Task to carry out: Rewrite each line of the data below as a JSON list of strings, one string per line and no blank lines.

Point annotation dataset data

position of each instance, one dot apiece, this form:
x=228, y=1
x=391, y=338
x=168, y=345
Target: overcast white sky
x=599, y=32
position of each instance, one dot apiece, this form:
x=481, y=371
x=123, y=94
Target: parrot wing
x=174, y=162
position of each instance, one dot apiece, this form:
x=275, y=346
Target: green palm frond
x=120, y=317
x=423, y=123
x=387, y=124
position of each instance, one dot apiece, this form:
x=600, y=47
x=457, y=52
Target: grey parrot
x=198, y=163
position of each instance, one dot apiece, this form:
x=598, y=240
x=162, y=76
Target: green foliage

Right answer:
[
  "position of each instance, one dot apiece, this form:",
  "x=228, y=1",
  "x=391, y=338",
  "x=168, y=345",
  "Target: overcast white sky",
  "x=599, y=32",
  "position of each instance, one dot apiece, this form:",
  "x=481, y=371",
  "x=123, y=94",
  "Target: parrot wing",
  "x=174, y=162",
  "position of each instance, one dot apiece, this form:",
  "x=275, y=346",
  "Target: green palm frond",
  "x=120, y=317",
  "x=423, y=123",
  "x=387, y=124",
  "position of each instance, one dot apiece, this form:",
  "x=600, y=47",
  "x=457, y=52",
  "Target: grey parrot",
  "x=198, y=163",
  "position of each instance, one dot apiece, this form:",
  "x=598, y=240",
  "x=162, y=76",
  "Target: green foliage"
]